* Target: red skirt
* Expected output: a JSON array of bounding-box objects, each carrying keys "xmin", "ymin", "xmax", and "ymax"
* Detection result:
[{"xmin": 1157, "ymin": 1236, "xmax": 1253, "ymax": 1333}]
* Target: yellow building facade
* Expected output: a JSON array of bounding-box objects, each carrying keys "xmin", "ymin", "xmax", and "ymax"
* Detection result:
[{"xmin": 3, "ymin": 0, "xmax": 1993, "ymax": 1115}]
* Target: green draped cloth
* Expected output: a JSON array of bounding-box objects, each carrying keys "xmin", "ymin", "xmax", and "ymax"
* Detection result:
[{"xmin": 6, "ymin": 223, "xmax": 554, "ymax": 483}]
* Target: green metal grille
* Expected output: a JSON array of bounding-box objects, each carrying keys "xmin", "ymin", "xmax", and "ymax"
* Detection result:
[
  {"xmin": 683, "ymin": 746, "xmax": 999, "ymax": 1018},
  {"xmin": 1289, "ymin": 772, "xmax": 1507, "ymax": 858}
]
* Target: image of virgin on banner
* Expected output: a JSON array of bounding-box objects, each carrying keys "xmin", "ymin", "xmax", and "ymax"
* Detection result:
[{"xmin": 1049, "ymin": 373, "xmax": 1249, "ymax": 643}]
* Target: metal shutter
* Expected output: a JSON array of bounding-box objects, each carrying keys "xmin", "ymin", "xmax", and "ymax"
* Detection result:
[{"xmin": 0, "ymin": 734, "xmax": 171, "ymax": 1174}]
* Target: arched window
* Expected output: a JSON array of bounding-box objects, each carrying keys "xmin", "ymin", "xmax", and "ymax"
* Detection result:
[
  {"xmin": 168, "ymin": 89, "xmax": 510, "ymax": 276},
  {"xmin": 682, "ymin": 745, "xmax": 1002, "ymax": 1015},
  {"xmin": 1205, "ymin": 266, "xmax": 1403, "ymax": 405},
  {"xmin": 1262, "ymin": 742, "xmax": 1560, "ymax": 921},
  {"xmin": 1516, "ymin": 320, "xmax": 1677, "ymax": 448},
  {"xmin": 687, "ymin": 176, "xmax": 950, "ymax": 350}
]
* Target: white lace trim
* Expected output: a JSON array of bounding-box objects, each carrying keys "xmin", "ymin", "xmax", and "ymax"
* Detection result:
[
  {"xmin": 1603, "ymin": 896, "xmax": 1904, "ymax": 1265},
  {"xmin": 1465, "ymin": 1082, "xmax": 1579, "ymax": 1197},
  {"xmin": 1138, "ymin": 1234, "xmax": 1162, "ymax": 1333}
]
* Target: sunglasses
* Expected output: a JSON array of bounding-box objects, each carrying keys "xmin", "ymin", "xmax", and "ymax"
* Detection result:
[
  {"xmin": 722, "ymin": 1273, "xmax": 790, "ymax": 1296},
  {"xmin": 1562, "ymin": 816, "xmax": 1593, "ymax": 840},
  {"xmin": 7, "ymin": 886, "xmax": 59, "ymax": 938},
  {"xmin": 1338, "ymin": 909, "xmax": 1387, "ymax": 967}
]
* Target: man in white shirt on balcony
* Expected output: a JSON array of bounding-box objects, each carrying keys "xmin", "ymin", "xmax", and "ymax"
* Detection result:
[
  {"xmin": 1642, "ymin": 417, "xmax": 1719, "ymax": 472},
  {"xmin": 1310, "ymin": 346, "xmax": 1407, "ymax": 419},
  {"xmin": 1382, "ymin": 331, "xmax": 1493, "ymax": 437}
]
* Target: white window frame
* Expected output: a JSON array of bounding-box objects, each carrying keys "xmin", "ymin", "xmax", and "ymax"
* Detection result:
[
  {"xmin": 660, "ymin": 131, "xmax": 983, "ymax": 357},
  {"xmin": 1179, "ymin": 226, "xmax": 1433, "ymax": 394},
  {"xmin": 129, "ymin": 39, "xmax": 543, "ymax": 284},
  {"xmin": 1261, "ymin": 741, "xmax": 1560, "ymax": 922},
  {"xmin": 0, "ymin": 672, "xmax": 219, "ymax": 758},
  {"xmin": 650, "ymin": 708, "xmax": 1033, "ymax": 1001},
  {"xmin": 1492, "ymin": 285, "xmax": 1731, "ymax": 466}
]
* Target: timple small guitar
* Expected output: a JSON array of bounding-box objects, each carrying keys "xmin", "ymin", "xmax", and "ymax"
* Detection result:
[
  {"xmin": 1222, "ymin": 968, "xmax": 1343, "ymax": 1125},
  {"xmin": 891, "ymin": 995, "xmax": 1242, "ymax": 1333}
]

=== Aim of the task ===
With no line skipped, output the listing in full.

=== Answer to this problem ===
* Target: red skirt
* Expected output: a JSON array of bounding-box objects, each carrying keys "xmin", "ymin", "xmax", and "ymax"
* Detection result:
[{"xmin": 1157, "ymin": 1236, "xmax": 1253, "ymax": 1333}]
* Target: yellow building facade
* Expected output: a JSON array of bounding-box objects, each carrying keys "xmin", "ymin", "xmax", and "ymax"
* Detection result:
[{"xmin": 3, "ymin": 0, "xmax": 1993, "ymax": 1115}]
* Target: green draped cloth
* Expected output: a JSON array of bounding-box objects, each carrying keys "xmin", "ymin", "xmax", and "ymax"
* Detection result:
[{"xmin": 6, "ymin": 223, "xmax": 554, "ymax": 483}]
* Target: green metal grille
* Expected output: a JSON array of bounding-box objects, each carrying keys "xmin", "ymin", "xmax", and "ymax"
* Detection result:
[
  {"xmin": 683, "ymin": 746, "xmax": 999, "ymax": 1018},
  {"xmin": 1289, "ymin": 772, "xmax": 1507, "ymax": 858}
]
* Target: image of virgin on banner
* Expected output: a JSON array of bounding-box objects, each carrying keys "xmin", "ymin", "xmax", and "ymax"
* Detection result:
[{"xmin": 1049, "ymin": 373, "xmax": 1249, "ymax": 643}]
* Target: metal shutter
* Expected output: a JSON array of bounding-box objects, each carrying keys "xmin", "ymin", "xmax", and "ymax"
* Detection result:
[{"xmin": 0, "ymin": 734, "xmax": 171, "ymax": 1174}]
* Target: arched window
* Expected output: a JSON array of bounding-box objects, each carrying keys "xmin", "ymin", "xmax", and "ymax"
* Detection result:
[
  {"xmin": 168, "ymin": 89, "xmax": 510, "ymax": 276},
  {"xmin": 682, "ymin": 745, "xmax": 1002, "ymax": 1015},
  {"xmin": 1205, "ymin": 266, "xmax": 1403, "ymax": 405},
  {"xmin": 1262, "ymin": 742, "xmax": 1560, "ymax": 921},
  {"xmin": 1516, "ymin": 320, "xmax": 1677, "ymax": 448},
  {"xmin": 687, "ymin": 176, "xmax": 950, "ymax": 350}
]
* Target: white lace trim
* Expected output: a JSON array of bounding-box objects, each carrying keys "xmin", "ymin", "xmax", and "ymax"
* Detection result:
[
  {"xmin": 1603, "ymin": 896, "xmax": 1904, "ymax": 1265},
  {"xmin": 1465, "ymin": 1082, "xmax": 1579, "ymax": 1197},
  {"xmin": 1138, "ymin": 1234, "xmax": 1162, "ymax": 1333}
]
* Target: sunglasses
* Expected output: a JSON array of bounding-box objects, each carrying keys "xmin", "ymin", "xmax", and "ymax"
* Detection result:
[
  {"xmin": 722, "ymin": 1273, "xmax": 790, "ymax": 1296},
  {"xmin": 1562, "ymin": 816, "xmax": 1593, "ymax": 840},
  {"xmin": 7, "ymin": 886, "xmax": 59, "ymax": 938},
  {"xmin": 1338, "ymin": 909, "xmax": 1387, "ymax": 967}
]
* Target: man in white shirt on balcony
* Expected output: a JSON array of bounding-box objects, each carrying keys "xmin", "ymin", "xmax", and "ymax"
* Detection result:
[
  {"xmin": 1642, "ymin": 417, "xmax": 1719, "ymax": 472},
  {"xmin": 1310, "ymin": 346, "xmax": 1407, "ymax": 419},
  {"xmin": 1382, "ymin": 331, "xmax": 1493, "ymax": 437}
]
* Target: white window frame
* Expected output: a JSON array of bounding-box objects, each carrying keys "xmin", "ymin", "xmax", and "ymax"
* Detection result:
[
  {"xmin": 660, "ymin": 131, "xmax": 983, "ymax": 357},
  {"xmin": 1179, "ymin": 226, "xmax": 1433, "ymax": 394},
  {"xmin": 129, "ymin": 39, "xmax": 543, "ymax": 284},
  {"xmin": 1261, "ymin": 741, "xmax": 1560, "ymax": 922},
  {"xmin": 0, "ymin": 672, "xmax": 219, "ymax": 758},
  {"xmin": 650, "ymin": 708, "xmax": 1033, "ymax": 1001},
  {"xmin": 1492, "ymin": 285, "xmax": 1731, "ymax": 466}
]
* Target: timple small guitar
* Expected output: a JSON array of bounding-box objects, each carrying keys "xmin", "ymin", "xmax", and "ymax"
* Detection result:
[
  {"xmin": 1222, "ymin": 968, "xmax": 1343, "ymax": 1125},
  {"xmin": 891, "ymin": 995, "xmax": 1242, "ymax": 1333}
]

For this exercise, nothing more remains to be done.